### Text extract

========================

Infamous Democratic Tennessee House Rep. Justin Jones allegedly covered up two sexual assaults committed by a homeless man, according to a 2020 Facebook post made by fellow activist Jeneisha Harris and recently unearthed by journalist Matt Murphy.

In the post, Harris said Jones witnessed two women get assaulted during a protest, then told the victims not to report the incident to police out of fears it would shift the “narrative” of the event, which he was supporting.

“For almost a week now, there has been a group of protestors demonstrating outside the Capitol to advocate for the removal of Nathan Bedford’s bust,” Harris wrote. “Last night, a homeless man sexually assaulted two women who were protesting. Two different incidents. Same man.”

She explained that Jones, “Nashville’s favorite activist,” witnessed the attack, but when the group suggested that it should be reported, he said the women had to stay silent “because it would change the narrative of why they’re actually protesting,” and that, “the incident would overpower the advocacy.”

Harris went on slam Jones for embodying the “egotistical, prideful, and patriarchal activism” in Nashville, and said that even she, someone who never trusted the police, wanted the women to report the homeless man to achieve some level of protection.

“F*ck you to Justin, his fake activism and anyone who defends what he did,” she stated, unapologetically.

========================

### Exercise brief
Copy everything in the news excerpt from "Harris went on" down to "level of protection.", and swap "police" for "authorities".

========================

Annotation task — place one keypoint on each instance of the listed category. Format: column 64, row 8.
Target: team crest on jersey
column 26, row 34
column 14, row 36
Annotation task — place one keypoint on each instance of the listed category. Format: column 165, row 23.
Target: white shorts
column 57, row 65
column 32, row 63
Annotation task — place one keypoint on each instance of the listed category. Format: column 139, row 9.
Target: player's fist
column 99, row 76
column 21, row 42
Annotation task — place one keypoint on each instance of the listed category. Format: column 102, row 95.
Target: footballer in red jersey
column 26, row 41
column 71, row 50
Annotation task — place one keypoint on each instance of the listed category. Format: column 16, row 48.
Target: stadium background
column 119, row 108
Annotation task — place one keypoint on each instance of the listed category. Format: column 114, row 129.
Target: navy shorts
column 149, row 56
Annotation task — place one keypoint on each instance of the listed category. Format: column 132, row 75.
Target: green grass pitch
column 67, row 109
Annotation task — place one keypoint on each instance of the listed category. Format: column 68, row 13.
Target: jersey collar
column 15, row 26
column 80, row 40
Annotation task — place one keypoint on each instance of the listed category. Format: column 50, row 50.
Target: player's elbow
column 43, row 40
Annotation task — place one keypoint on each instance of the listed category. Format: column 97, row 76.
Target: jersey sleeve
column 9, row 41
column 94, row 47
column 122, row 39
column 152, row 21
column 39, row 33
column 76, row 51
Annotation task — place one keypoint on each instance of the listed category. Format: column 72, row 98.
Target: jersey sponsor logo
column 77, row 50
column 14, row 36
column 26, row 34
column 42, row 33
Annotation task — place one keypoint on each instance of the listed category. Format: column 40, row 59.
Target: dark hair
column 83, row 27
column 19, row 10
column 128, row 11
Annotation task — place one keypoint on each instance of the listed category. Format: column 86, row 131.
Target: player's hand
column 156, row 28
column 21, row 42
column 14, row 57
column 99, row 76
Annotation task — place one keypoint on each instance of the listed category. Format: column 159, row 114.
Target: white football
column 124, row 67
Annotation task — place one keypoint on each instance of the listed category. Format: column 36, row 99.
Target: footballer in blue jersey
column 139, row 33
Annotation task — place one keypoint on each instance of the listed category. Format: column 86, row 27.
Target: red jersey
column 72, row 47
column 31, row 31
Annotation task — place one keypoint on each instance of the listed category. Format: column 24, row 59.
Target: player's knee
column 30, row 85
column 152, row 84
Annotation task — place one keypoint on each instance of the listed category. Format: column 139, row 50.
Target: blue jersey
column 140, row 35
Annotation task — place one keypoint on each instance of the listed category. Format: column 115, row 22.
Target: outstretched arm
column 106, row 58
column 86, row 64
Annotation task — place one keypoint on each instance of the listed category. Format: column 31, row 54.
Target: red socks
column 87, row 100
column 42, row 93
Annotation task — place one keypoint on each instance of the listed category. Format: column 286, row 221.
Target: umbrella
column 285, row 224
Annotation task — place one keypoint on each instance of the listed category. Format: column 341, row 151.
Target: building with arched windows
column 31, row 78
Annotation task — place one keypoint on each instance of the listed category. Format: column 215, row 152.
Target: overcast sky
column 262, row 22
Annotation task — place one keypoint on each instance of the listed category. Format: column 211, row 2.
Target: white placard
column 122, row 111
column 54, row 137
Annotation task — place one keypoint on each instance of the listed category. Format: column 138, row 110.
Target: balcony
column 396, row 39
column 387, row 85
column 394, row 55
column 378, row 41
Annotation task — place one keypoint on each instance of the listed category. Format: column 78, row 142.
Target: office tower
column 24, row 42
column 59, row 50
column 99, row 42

========================

### Exercise response
Harris went on slam Jones for embodying the “egotistical, prideful, and patriarchal activism” in Nashville, and said that even she, someone who never trusted the authorities, wanted the women to report the homeless man to achieve some level of protection.